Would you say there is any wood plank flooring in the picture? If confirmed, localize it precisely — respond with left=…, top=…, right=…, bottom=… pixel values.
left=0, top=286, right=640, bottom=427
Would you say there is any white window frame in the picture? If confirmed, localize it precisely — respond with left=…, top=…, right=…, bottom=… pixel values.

____

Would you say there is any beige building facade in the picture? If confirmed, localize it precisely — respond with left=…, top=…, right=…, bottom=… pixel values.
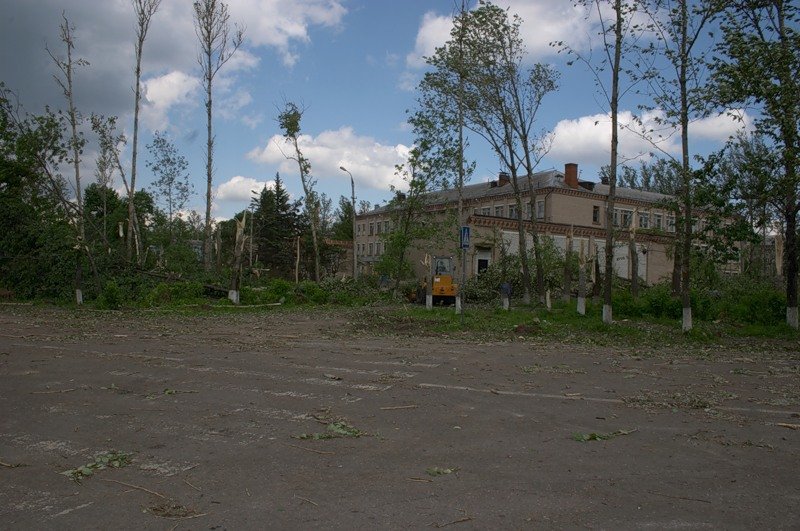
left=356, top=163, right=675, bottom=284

____

(WHAT THE TASK REQUIRES)
Quote the items word for word, starting at the line containing "Would you say there is any wood" and ending with the line containing "left=0, top=286, right=640, bottom=427", both included.

(CORRECT OUTPUT)
Would you say there is any wood plank flooring in the picture? If confirmed, localize it precisely — respond with left=…, top=…, right=…, bottom=… pixel values.
left=0, top=286, right=640, bottom=427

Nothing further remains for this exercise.